Restate exactly, and only, the lines spanning from the one with "Target: banner on pole" to the end of the records below.
--- WORKING DATA Enclosed Below ---
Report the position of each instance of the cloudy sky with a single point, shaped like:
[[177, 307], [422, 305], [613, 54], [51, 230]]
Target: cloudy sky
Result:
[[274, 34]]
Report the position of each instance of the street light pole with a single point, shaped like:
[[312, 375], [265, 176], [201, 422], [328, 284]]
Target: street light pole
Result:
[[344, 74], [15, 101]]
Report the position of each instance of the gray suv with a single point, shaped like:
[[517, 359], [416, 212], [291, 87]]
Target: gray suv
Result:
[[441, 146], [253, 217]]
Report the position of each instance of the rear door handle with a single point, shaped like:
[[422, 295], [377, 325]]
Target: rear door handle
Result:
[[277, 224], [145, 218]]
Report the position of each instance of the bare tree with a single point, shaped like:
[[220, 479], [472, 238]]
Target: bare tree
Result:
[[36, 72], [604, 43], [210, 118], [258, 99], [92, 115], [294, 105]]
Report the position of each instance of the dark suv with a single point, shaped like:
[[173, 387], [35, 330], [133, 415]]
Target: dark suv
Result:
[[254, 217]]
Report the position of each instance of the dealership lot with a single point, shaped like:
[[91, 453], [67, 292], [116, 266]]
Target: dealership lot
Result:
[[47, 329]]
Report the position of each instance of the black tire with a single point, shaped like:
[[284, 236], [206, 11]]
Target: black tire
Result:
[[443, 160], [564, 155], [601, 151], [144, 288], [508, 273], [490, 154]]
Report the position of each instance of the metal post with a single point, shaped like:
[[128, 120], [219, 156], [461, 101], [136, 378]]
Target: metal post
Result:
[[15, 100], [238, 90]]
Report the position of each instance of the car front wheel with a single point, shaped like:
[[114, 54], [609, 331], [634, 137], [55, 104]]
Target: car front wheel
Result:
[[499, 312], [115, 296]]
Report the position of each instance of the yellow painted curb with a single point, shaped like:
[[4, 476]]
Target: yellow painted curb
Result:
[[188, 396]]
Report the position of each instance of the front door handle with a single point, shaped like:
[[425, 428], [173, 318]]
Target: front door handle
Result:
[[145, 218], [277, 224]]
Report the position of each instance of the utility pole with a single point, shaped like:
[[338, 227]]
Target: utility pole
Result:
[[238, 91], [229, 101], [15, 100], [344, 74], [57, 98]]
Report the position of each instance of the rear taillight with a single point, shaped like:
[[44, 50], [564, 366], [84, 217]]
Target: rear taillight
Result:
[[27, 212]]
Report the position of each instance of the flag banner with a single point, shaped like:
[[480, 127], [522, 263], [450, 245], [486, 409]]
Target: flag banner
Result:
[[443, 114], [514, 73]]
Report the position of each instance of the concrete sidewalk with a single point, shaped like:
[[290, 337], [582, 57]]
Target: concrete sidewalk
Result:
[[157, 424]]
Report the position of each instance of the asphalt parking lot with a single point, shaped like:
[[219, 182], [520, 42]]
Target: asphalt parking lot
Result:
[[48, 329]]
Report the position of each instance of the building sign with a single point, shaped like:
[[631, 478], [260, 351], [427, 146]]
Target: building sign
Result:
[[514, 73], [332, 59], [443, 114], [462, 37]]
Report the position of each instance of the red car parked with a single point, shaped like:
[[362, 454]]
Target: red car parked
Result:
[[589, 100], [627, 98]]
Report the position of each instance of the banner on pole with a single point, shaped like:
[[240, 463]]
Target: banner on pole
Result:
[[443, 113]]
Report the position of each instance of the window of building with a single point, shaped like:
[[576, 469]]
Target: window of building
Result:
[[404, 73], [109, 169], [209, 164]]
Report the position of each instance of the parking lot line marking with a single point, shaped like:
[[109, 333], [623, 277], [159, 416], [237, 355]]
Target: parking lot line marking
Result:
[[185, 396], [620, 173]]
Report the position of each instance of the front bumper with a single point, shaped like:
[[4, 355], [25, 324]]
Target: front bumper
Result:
--- End of Enclosed WORKING DATA ---
• [WRITTEN RESPONSE]:
Target: banner on pole
Result:
[[443, 113]]
Report the position of each instance of the window of building with a single point, shaped like:
[[576, 469]]
Target: window of building
Result:
[[404, 73], [109, 169], [209, 164]]
Report the position of each instance of the parking lot line marking with a single point, shaped like:
[[109, 333], [623, 277], [159, 416], [237, 355]]
Target: parking lot line marking
Result:
[[185, 396], [620, 173]]
Report the position of each instance of the front bumper with a single point, shaped like:
[[4, 355], [25, 324]]
Target: front bumper
Result:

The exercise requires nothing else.